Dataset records
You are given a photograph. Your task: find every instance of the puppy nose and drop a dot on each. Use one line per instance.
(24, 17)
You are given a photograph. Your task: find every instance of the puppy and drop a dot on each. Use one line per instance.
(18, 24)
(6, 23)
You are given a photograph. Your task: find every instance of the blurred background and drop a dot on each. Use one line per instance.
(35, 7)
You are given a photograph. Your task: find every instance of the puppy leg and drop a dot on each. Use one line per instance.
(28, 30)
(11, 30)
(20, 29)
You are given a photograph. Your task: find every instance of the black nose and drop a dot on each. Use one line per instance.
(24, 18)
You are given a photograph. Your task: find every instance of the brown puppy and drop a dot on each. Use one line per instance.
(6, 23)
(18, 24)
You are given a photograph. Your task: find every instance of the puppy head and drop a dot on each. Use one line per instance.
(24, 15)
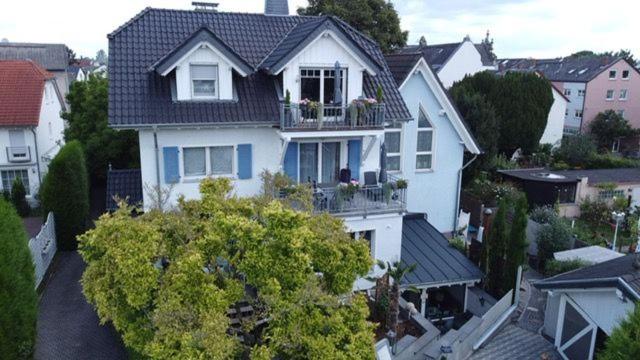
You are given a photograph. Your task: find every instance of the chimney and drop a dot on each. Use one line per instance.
(205, 6)
(276, 7)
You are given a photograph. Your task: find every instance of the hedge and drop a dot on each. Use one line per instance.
(18, 299)
(65, 192)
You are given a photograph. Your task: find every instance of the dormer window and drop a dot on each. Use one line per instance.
(204, 81)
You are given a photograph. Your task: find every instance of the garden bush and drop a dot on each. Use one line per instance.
(65, 192)
(18, 198)
(555, 267)
(18, 298)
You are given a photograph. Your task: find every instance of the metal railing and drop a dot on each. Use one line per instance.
(317, 116)
(357, 200)
(18, 154)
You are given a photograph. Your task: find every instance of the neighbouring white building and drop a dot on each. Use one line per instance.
(216, 94)
(31, 129)
(453, 61)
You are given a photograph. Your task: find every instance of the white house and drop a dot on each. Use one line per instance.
(585, 305)
(230, 95)
(453, 61)
(31, 129)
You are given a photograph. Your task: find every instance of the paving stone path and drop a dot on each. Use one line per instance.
(68, 327)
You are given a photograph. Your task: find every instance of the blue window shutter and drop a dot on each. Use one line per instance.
(291, 161)
(171, 164)
(355, 156)
(244, 161)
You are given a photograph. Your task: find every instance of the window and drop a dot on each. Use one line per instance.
(221, 159)
(392, 143)
(195, 162)
(319, 85)
(204, 80)
(610, 194)
(424, 151)
(610, 94)
(623, 94)
(9, 176)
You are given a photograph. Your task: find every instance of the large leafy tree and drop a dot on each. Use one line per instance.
(167, 280)
(624, 341)
(609, 126)
(376, 18)
(88, 123)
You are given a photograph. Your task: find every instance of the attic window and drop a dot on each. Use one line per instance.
(204, 81)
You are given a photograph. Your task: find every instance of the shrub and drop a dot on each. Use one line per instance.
(543, 214)
(65, 192)
(18, 198)
(18, 299)
(553, 237)
(555, 267)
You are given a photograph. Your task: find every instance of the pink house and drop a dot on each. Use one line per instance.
(592, 84)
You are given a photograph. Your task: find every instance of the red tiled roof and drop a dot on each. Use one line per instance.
(21, 90)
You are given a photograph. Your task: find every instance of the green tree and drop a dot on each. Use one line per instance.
(88, 124)
(607, 127)
(377, 19)
(18, 299)
(496, 249)
(516, 243)
(167, 280)
(623, 343)
(65, 192)
(18, 198)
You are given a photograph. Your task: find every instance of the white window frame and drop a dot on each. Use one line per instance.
(613, 95)
(628, 75)
(217, 80)
(432, 129)
(398, 130)
(207, 161)
(345, 75)
(626, 95)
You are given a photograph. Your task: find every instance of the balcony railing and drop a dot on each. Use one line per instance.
(356, 200)
(18, 154)
(314, 116)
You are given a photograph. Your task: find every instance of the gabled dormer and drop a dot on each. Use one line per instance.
(201, 68)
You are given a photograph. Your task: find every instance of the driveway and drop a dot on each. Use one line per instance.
(68, 327)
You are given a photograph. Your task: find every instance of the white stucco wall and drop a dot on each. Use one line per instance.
(555, 121)
(204, 56)
(323, 53)
(432, 192)
(465, 61)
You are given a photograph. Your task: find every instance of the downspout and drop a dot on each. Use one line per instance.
(457, 207)
(155, 145)
(35, 142)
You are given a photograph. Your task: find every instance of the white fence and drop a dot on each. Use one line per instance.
(43, 248)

§ TASK PROMPT
Pictures are excluded; output everything else in the data verbatim.

§ ANSWER IN FULL
You are given a photograph. Your task: find every instance of the puppy nose and drop a dot on each. Use one line per instance.
(24, 17)
You are given a photograph. Your task: find every instance of the puppy and drop a dot on each. Use one line per instance.
(18, 24)
(6, 23)
You are given a photograph. Your task: find every instance of the blurred background and drop a dot on each. Use one line per instance.
(35, 7)
You are given a photograph. Your task: find every instance of the puppy leg and drop a dot on each. Use one line per instance.
(28, 30)
(11, 30)
(20, 29)
You are given a photograph. Your task: find every instance of the black nose and drop a dot on each. Use one line per instance.
(24, 18)
You are given a photograph. Your task: find every instance of the brown puppy and drop a dot on each. Use one line per instance.
(6, 23)
(18, 24)
You are given a photograph. Your task: find every instance of the puppy head and drop a dot on each. Use one line per instance.
(24, 15)
You are given a photograph. Your task: find every instance of the chimney and drop a dot on each. Use one line per instance.
(205, 6)
(276, 7)
You are given a photograph. Your task: find every instance of the hedge and drop a dot on each. Use one line per instance.
(18, 299)
(65, 192)
You are given a photograph. Your task: find every instance of the dormer window and drop a dot on each. Use one line per instance.
(204, 81)
You are given a photograph. Your task: find every instance of the garden bush and drop a dot on each. Use one line per instance.
(65, 192)
(18, 198)
(555, 267)
(18, 298)
You are given a photograph. Your task: find every instance of the metal railing and drop a dot on each. Use one line per instance.
(317, 116)
(357, 200)
(18, 154)
You are given a photograph. Your task: find every instance of the neighbouring white building and drop a dot on each. Use one line per instance.
(216, 94)
(31, 129)
(453, 61)
You are given a photograph. Your task: find every instance of the white house and drop a dot on each. Use one line per instance.
(585, 305)
(230, 95)
(453, 61)
(31, 129)
You are given a photograph. Your task: find every instance of the paving stone path and drop a dot on each. Use one line per instance.
(68, 327)
You are given a photograph. Your task: find every instance of the blue window shutter and drop a dot on each. Use one line per instance.
(291, 161)
(171, 164)
(355, 156)
(244, 161)
You are given a photograph. Your task: find every instance of the window and drop a dot on each. Use one line per instance.
(221, 159)
(392, 143)
(195, 162)
(319, 85)
(204, 80)
(610, 194)
(424, 151)
(610, 94)
(623, 94)
(9, 176)
You are given a photograph. Your task: find every instance of the large leafy tree and drop a dot on each. Use one line per instance.
(167, 280)
(624, 341)
(609, 126)
(376, 18)
(88, 123)
You are given a photograph. Your task: find every instance of the attic window and drop a dot on each. Use one line per instance.
(204, 81)
You are given a photograph. Your task: find every instance of the shrub and drop a dot on each. Use one line per instance.
(543, 214)
(65, 192)
(18, 198)
(18, 299)
(553, 237)
(555, 267)
You are given a photograph. Your task: find every instance of the pink house and drop a dot on each. Use one line per instance.
(592, 84)
You are given a photograph. Your task: find every instance of the red tiled roof and drop a dot on each. Use one line per instance.
(21, 90)
You are given a photograph. Your task: find every instance of the green tree and drop a dot on each. Use one line per instance.
(88, 124)
(607, 127)
(377, 19)
(18, 299)
(496, 249)
(516, 243)
(167, 280)
(623, 343)
(65, 192)
(18, 198)
You are given a photograph. Your task: find every instance of the white window frame and drop a dot on each. Use one line per instance.
(613, 95)
(628, 75)
(217, 80)
(432, 129)
(398, 130)
(207, 161)
(345, 75)
(626, 95)
You are given a photograph. Your task: find every instance of the balcony railing and drop a dot on each. Use one line per instance.
(356, 200)
(18, 154)
(314, 116)
You are given a photograph. Your task: find every instance of the gabled dormer and drop a dot on each. Use one line per instance.
(201, 68)
You are given a photograph. Your task: find every instance of the driveway and drop a dot on each. Use one line per instance.
(68, 327)
You are given a photograph. Your task: find every instance of the white stucco wall and drop a dot on each. Use one line per instance.
(555, 121)
(204, 56)
(323, 53)
(432, 192)
(465, 61)
You are given a photograph. Your task: find every instance of the downspout and drop a dot on each. Use one line per instance.
(457, 207)
(155, 145)
(35, 142)
You are given a photograph. Your task: find every instance of the white fence and drop a dot on each. Use one line per instance.
(43, 248)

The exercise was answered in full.